%%

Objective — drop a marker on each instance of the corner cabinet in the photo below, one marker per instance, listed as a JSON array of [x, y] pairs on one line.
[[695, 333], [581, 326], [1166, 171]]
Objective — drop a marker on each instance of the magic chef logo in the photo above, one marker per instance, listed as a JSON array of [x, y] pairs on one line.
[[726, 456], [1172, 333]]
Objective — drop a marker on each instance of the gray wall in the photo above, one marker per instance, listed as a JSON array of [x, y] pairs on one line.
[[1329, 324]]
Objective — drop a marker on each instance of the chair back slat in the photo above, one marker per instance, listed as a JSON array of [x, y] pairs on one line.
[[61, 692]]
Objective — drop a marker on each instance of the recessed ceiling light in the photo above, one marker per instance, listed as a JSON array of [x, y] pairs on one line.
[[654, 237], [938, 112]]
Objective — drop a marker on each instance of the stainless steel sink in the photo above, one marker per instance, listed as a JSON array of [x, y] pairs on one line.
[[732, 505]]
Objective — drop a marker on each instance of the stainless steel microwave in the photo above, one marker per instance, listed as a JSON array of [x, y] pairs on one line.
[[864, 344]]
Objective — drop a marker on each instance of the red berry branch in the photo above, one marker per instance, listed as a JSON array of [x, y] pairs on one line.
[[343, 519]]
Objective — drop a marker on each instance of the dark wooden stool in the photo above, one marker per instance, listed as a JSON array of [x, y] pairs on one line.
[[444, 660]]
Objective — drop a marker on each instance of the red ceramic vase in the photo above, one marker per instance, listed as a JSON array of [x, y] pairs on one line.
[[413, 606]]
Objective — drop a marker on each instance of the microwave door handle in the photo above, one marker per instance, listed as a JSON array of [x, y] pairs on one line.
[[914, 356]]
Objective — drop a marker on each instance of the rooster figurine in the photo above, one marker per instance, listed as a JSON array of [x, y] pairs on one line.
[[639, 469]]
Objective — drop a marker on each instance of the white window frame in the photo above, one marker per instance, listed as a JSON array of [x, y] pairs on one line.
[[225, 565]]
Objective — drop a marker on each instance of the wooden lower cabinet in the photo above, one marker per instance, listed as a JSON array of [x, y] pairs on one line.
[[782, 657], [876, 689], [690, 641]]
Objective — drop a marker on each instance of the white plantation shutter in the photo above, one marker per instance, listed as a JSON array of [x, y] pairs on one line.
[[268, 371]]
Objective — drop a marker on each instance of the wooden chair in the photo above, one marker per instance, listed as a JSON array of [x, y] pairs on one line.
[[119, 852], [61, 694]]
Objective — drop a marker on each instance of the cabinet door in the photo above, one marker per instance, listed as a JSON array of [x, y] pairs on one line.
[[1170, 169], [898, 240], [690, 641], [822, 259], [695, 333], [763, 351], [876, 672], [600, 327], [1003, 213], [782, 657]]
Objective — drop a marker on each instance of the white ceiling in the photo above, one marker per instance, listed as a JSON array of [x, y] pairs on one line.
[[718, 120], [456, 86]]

%%

Can you rewrite every row above, substituting "JSON list" for each occurrence of "JSON array" and leaving everything else unchanged?

Objective — drop a marker on each instance of the corner cabinet in the photo below, one marker per instance, listed as a JSON list of [x, y] pairs on one line.
[[695, 333], [581, 326], [1166, 171]]
Objective — drop a marker on each instance of the magic chef logo in the photo above, one marker per instance, listed as a JSON list of [x, y] pairs on one line.
[[726, 456], [1172, 333]]
Objective — drop a marker on each instance of the gray wall in the photo above, one marker per instance, listed as a JSON list of [x, y] pairs on one line.
[[1329, 324]]
Objective — drop a marker on each instance of the chair back slat in the photo above, one marker per instance, listed as a JSON list of [x, y] pairs on one line.
[[61, 692]]
Objective — drop a marker on each instance of the recessed ceiling light in the photo above, one marker per instance, listed as a JSON list of [x, y] pairs on one line.
[[654, 237], [938, 112]]
Objective — drop a marker on each instance of the stainless steel sink in the photo above, one marker per instance, listed as a JSON list of [x, y] pairs on one line.
[[732, 505]]
Objective — drop a marker on each instance of the stainless steel microwave in the photo above, one marker per instance, listed as a JSON list of [x, y] pairs on one line.
[[864, 344]]
Objective — drop a marker on each instance of the red berry branch in the photo above, one marker per instance, listed as a JSON list of [x, y] pairs on one line.
[[343, 519]]
Objective — drop a marker on each instance of the dark wooden stool in the photo above, one marker per instance, listed as a JSON list of [x, y] pairs on one line.
[[444, 660]]
Objective — drop a marker on each instance of the red ceramic vase in the photo above, one marker per instance, listed as a JSON list of [x, y] pairs on one line.
[[413, 606]]
Objective — drop a marker on each instance of the microwave door handle in the photo above, one marker per instance, listed as a JSON list of [x, y] pairs on one line.
[[914, 356]]
Objective — drop a marker on each instance of the rooster figurine in the photo above, one marker per instance, listed as a JSON list of [x, y] pairs on one line.
[[639, 469]]
Objective — drop a marker on each instance of the white window frame in the photo above, one marker per instance, listed as a JSON list of [x, y] pairs on one line.
[[225, 565]]
Objective — drop a marker on each instance of the wooden lower cabinet in the photo above, one marker per instance, listed as a JSON list of [x, y] pairs on one line.
[[782, 657], [876, 689], [690, 641]]
Objective — drop a marker on each instance of the white plantation shutter in the photo above, one marker per instance, listed as a JSON list of [x, y] pairs on one line.
[[268, 371]]
Objective — drop a marker on each instance of the wooden chair in the photo above, one marker per instance, listed as a JSON list of [x, y] pairs on one line.
[[119, 852], [61, 694]]
Objective — drop a marker on each instance of the cabinet door in the photo above, one marker per instance, listed as a JSON list of [x, y] pairs on one line.
[[1170, 169], [898, 240], [690, 641], [822, 259], [695, 333], [763, 351], [876, 672], [600, 327], [1003, 213], [782, 657]]
Objective — drop a marker on each instance of the white ceiling in the photo above, one marker per instance, listed as a JSON list of [x, y] pairs on one line.
[[718, 120], [456, 86]]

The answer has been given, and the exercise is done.